_Consigne_
Filtrez le listing ci-dessous, s'il vous plaît, en ne gardant que les lignes qui contiennent le mot « wall ». La casse compte.

_Extrait d'un fichier de données_

====

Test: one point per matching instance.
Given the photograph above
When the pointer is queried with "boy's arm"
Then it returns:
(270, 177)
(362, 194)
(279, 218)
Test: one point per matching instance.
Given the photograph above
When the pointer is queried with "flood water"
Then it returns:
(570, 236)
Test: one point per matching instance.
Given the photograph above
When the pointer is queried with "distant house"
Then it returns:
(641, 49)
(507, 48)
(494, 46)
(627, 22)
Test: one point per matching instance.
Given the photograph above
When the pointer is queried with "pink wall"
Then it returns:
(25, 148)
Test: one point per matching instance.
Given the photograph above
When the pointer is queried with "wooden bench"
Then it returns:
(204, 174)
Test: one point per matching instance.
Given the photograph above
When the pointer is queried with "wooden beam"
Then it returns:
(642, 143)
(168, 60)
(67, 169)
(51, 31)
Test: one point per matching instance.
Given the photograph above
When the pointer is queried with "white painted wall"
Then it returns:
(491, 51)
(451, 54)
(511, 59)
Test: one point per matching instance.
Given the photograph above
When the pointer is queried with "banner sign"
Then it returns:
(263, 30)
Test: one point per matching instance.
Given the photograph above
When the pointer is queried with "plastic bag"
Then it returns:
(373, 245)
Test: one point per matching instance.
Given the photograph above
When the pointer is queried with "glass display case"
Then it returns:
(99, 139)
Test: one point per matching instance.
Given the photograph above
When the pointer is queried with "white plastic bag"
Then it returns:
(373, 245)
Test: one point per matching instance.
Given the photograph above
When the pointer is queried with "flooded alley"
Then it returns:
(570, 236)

====

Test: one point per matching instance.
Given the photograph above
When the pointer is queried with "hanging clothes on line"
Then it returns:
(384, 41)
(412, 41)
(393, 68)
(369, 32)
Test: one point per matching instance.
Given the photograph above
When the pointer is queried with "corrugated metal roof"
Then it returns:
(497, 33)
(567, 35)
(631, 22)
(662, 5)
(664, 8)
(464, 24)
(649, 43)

====

_Réponse_
When the pointer is queried with "pink wall"
When the pointer is queried with "white painted wall"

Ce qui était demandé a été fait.